[Source document]
- - -

TECHNICAL FIELD OF THE INVENTION

The present invention related generally to wireless communication devices and, more specifically, to methods for optimizing transmission efficiency and capacity in an Enhanced Evolution-Data Only (EEVDO)-based wireless communication system.

BACKGROUND OF THE INVENTION

Evolution-Data Only, often abbreviated as EV-DO, 1xEV-DO, or EVDO is a wireless broadband data standard that has been adopted by a number of CDMA service providers throughout the world as part of the CDMA2000 family of standards. Initially, EVDO was developed in response to needs for high data rate transmissions in wireless systems. As provider and user needs and demands have increased over time, revisions of EVDO have proposed various enhancements and optimizations. The most recent of these proposed revisions has commonly been referred to as enhanced EVDO (EEVDO).

Under current and proposed EVDO and EEVDO standards, there are 64 MAC (Medium Access Control) Indices available for use by the forward channel. Each MAC index corresponds to a different 64-ary Walsh code. Transmissions on the forward traffic channel are time division multiplexed. At any given time, a particular channel is either being transmitted or not. If it is being transmitted, then it is addressed to a single user (or mobile station). When transmitting, the access network uses the MAC index to identify the target access terminal.

A preamble sequence is transmitted with each forward traffic channel or control channel packet. This preamble is covered by a 32-chip bi-orthogonal sequence; which are specified in terms of 32-ary Walsh functions that correspond to specific MAC indices. The preamble either identifies the packet as a broadcast control channel packet (i.e., MAC index 2 or 3) or identifies the target access terminal for the forward traffic channel (i.e., MAC indices 5 to 63). MAC indices 0 and 1 are reserved. MAC index 4 is used for the Reverse Activity (RA) channel—which transmits the Reverse Activity Bit (RAB) stream over the MAC index 4 channel.

- - -

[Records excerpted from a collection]
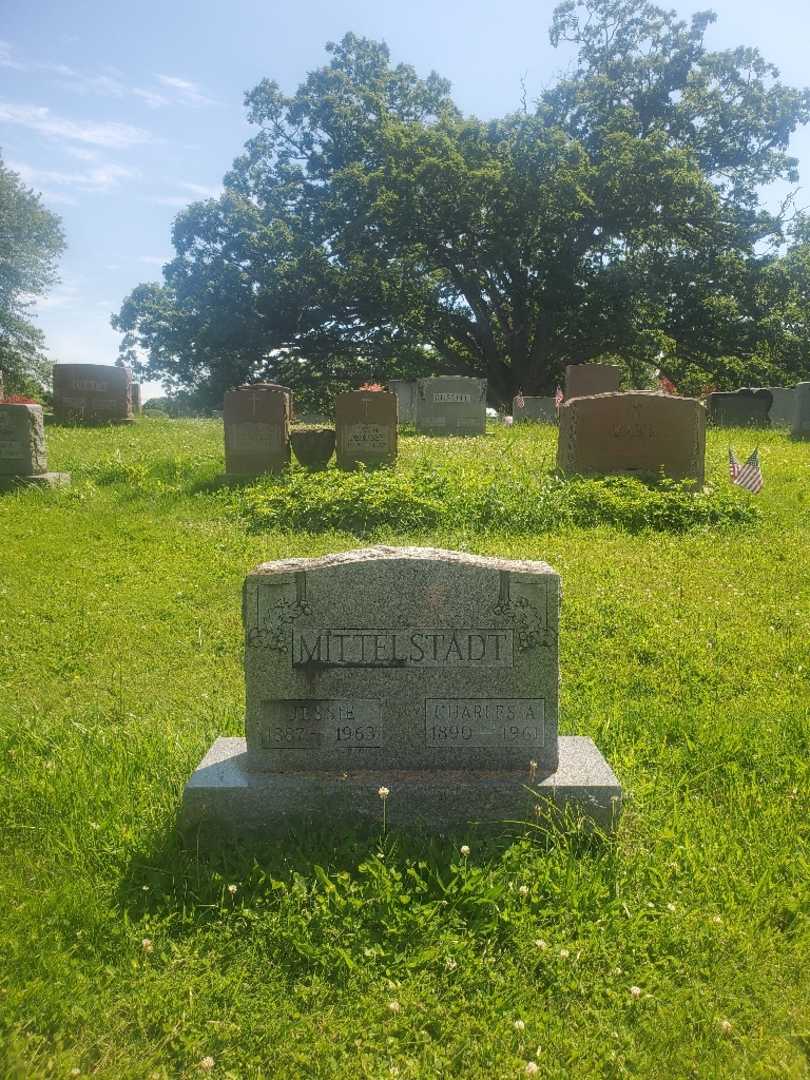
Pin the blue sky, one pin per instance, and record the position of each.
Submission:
(123, 113)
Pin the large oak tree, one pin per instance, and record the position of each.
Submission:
(370, 229)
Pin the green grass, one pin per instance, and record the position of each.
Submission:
(685, 655)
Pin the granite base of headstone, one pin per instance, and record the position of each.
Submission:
(450, 405)
(432, 674)
(23, 451)
(405, 390)
(92, 393)
(583, 380)
(534, 409)
(640, 432)
(256, 430)
(800, 422)
(365, 428)
(740, 408)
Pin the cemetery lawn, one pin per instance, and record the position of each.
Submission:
(677, 948)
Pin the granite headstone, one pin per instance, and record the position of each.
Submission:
(582, 380)
(365, 428)
(433, 674)
(23, 451)
(450, 405)
(92, 393)
(256, 429)
(640, 432)
(740, 408)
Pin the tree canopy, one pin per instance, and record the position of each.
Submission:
(31, 242)
(369, 229)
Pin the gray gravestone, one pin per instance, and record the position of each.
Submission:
(450, 405)
(782, 405)
(256, 429)
(23, 453)
(365, 428)
(740, 408)
(431, 673)
(539, 409)
(92, 393)
(405, 390)
(800, 423)
(582, 380)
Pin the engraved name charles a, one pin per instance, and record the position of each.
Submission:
(403, 648)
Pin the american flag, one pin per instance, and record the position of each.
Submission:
(748, 475)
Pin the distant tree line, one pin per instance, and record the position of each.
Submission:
(370, 230)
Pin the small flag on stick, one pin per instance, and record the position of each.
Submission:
(748, 475)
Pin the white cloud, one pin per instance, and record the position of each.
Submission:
(187, 92)
(110, 134)
(98, 178)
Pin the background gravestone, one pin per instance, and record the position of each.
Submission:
(23, 453)
(450, 405)
(642, 432)
(539, 409)
(405, 390)
(782, 405)
(365, 428)
(256, 429)
(92, 393)
(800, 424)
(582, 380)
(740, 408)
(432, 673)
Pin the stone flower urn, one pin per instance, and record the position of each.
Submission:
(313, 446)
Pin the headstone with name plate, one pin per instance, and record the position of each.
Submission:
(92, 393)
(640, 432)
(23, 451)
(256, 429)
(433, 674)
(365, 428)
(450, 405)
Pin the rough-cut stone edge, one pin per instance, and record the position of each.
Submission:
(400, 554)
(224, 800)
(36, 480)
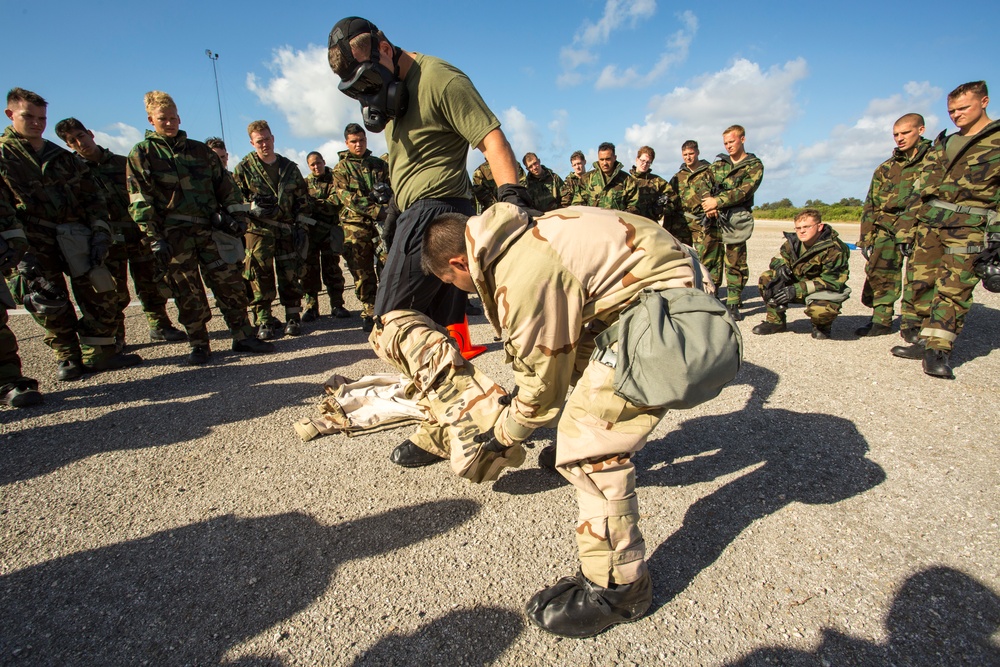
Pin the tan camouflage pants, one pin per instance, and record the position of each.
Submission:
(462, 400)
(597, 434)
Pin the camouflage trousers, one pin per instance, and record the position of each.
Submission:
(941, 283)
(270, 252)
(462, 400)
(129, 255)
(822, 313)
(322, 267)
(707, 242)
(195, 253)
(737, 272)
(359, 253)
(89, 337)
(883, 277)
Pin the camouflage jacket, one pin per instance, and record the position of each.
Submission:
(294, 203)
(692, 185)
(619, 191)
(542, 287)
(353, 180)
(545, 190)
(176, 176)
(325, 202)
(735, 184)
(49, 186)
(892, 188)
(824, 266)
(972, 178)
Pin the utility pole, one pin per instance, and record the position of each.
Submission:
(214, 57)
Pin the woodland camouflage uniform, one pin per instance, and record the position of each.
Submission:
(326, 244)
(353, 180)
(175, 184)
(892, 189)
(271, 245)
(946, 241)
(48, 188)
(736, 185)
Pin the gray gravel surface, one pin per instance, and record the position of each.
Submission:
(834, 506)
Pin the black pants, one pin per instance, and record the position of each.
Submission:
(403, 283)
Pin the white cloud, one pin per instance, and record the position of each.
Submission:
(677, 52)
(119, 138)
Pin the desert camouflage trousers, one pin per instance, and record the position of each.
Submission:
(89, 337)
(195, 253)
(940, 282)
(269, 252)
(737, 272)
(322, 266)
(359, 253)
(883, 277)
(130, 255)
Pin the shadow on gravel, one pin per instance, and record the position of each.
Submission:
(185, 596)
(472, 637)
(941, 616)
(184, 405)
(805, 458)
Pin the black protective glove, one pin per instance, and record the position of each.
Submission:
(783, 297)
(100, 247)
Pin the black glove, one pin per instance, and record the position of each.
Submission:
(783, 297)
(517, 195)
(100, 246)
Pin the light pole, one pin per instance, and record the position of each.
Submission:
(214, 57)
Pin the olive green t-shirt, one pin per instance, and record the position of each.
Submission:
(429, 144)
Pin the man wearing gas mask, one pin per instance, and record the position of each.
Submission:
(431, 113)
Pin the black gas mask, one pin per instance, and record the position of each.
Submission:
(381, 94)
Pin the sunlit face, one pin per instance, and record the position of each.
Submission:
(28, 119)
(733, 142)
(606, 160)
(357, 144)
(643, 163)
(967, 109)
(165, 121)
(263, 144)
(82, 141)
(906, 135)
(808, 230)
(316, 164)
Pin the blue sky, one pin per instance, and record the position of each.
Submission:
(817, 85)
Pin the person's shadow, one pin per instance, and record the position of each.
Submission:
(807, 458)
(185, 596)
(940, 617)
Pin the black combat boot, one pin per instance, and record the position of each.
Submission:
(577, 607)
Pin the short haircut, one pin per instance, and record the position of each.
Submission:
(22, 95)
(809, 213)
(258, 126)
(977, 88)
(157, 99)
(914, 118)
(67, 125)
(444, 239)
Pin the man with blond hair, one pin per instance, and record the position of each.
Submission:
(175, 185)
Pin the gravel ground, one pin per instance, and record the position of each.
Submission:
(834, 506)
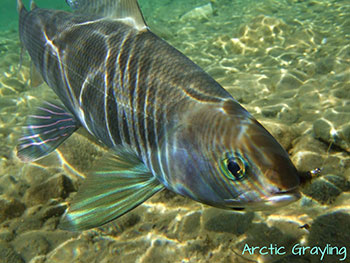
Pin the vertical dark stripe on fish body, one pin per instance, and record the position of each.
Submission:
(125, 86)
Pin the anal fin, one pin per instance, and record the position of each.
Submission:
(109, 193)
(50, 126)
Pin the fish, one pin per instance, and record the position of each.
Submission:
(166, 122)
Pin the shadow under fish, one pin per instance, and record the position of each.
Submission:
(167, 122)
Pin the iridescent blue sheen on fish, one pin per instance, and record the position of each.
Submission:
(167, 122)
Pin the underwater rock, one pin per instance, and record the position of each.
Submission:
(10, 208)
(328, 132)
(191, 223)
(58, 186)
(227, 221)
(322, 190)
(260, 234)
(31, 244)
(8, 255)
(289, 81)
(324, 65)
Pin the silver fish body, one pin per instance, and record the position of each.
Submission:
(132, 90)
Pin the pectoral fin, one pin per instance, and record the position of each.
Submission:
(109, 193)
(45, 131)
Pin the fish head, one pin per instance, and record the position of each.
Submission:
(225, 158)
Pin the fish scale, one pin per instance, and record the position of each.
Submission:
(167, 122)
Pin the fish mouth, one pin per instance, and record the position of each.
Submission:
(253, 200)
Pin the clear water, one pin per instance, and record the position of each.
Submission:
(287, 62)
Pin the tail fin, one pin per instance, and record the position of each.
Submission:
(20, 6)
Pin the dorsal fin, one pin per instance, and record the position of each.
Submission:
(125, 10)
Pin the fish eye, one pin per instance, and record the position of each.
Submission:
(233, 168)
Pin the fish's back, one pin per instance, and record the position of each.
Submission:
(126, 86)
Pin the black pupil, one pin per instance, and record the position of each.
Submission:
(233, 167)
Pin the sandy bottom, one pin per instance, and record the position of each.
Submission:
(287, 62)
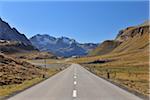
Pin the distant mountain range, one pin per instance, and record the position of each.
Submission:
(62, 46)
(134, 38)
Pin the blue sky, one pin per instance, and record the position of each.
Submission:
(84, 21)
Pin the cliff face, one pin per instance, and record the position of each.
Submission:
(131, 32)
(13, 41)
(129, 39)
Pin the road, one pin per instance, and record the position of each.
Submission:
(74, 83)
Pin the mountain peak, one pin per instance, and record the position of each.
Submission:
(62, 46)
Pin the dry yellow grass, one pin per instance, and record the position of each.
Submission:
(130, 69)
(7, 90)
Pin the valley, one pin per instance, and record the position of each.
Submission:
(29, 65)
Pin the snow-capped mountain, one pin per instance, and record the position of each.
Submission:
(62, 46)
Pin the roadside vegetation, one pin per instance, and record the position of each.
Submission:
(18, 75)
(130, 70)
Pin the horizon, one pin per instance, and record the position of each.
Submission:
(74, 20)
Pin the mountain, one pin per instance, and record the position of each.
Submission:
(134, 38)
(62, 46)
(13, 41)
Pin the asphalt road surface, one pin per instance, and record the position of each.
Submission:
(75, 83)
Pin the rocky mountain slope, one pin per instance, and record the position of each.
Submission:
(62, 46)
(13, 41)
(14, 71)
(129, 39)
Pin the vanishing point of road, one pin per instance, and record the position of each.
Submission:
(74, 83)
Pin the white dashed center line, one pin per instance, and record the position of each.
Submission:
(74, 93)
(75, 76)
(75, 82)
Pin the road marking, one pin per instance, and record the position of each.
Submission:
(74, 93)
(75, 82)
(75, 76)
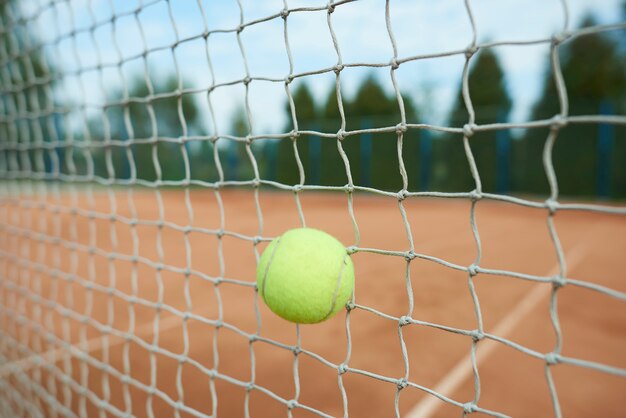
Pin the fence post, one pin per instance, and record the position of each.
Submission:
(606, 134)
(503, 157)
(315, 150)
(426, 151)
(365, 146)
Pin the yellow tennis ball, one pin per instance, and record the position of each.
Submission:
(305, 276)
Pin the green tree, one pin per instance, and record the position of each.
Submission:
(287, 171)
(593, 71)
(373, 157)
(492, 103)
(28, 81)
(162, 116)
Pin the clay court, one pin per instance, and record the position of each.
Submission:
(133, 295)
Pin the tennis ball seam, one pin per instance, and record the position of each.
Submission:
(267, 268)
(337, 286)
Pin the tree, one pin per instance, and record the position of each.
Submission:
(492, 103)
(595, 79)
(161, 116)
(373, 156)
(306, 114)
(27, 86)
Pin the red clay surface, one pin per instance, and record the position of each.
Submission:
(512, 238)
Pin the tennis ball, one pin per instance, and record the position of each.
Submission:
(305, 276)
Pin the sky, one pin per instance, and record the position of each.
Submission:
(418, 26)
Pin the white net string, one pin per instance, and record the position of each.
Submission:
(48, 199)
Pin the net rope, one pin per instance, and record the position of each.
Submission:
(38, 371)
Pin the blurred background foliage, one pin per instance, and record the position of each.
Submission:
(151, 131)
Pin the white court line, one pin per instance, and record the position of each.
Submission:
(463, 369)
(94, 344)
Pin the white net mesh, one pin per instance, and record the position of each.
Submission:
(132, 217)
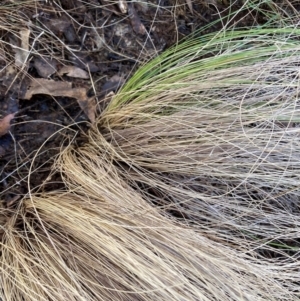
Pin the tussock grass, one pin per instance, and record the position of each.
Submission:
(188, 188)
(103, 241)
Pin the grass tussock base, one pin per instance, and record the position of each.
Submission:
(187, 190)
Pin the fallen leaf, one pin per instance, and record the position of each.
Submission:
(89, 106)
(113, 84)
(190, 5)
(136, 23)
(21, 53)
(73, 71)
(5, 123)
(122, 4)
(45, 66)
(64, 89)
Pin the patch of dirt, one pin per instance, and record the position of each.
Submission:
(59, 60)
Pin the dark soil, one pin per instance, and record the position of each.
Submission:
(105, 41)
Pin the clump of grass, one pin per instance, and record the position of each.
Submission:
(102, 241)
(211, 131)
(188, 188)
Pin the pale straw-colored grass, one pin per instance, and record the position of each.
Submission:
(188, 188)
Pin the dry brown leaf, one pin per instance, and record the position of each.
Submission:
(135, 20)
(122, 4)
(58, 88)
(88, 106)
(73, 71)
(190, 5)
(44, 66)
(21, 53)
(5, 123)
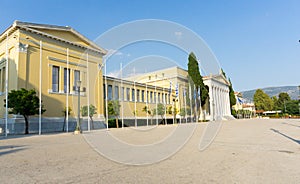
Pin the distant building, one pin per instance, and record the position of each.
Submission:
(242, 107)
(172, 84)
(51, 59)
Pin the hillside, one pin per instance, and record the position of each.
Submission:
(273, 91)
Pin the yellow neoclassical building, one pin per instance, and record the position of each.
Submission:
(51, 59)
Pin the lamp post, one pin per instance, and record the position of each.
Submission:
(299, 96)
(77, 88)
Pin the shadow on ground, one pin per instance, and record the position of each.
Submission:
(284, 135)
(8, 149)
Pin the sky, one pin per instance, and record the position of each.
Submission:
(255, 42)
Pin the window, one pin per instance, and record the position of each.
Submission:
(122, 93)
(109, 92)
(66, 80)
(55, 79)
(127, 94)
(104, 91)
(76, 78)
(143, 96)
(138, 95)
(132, 95)
(116, 96)
(3, 73)
(158, 97)
(147, 97)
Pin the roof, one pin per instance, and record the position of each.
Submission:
(35, 28)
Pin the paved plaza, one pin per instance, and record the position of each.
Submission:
(244, 151)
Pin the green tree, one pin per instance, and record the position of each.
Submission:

- - -

[Short task 1]
Answer the following questions from the EVDO passage.
(a) How many MAC indices are available for use by the forward channel?
(b) By what name is the most recent proposed revision of EVDO commonly referred to?
(c) Which MAC index is used for the Reverse Activity channel?
[Short task 2] List every abbreviation that the EVDO passage gives for Evolution-Data Only.

[Written answer 1]
(a) 64
(b) Enhanced EVDO (EEVDO)
(c) MAC index 4

[Written answer 2] EV-DO, 1xEV-DO, EVDO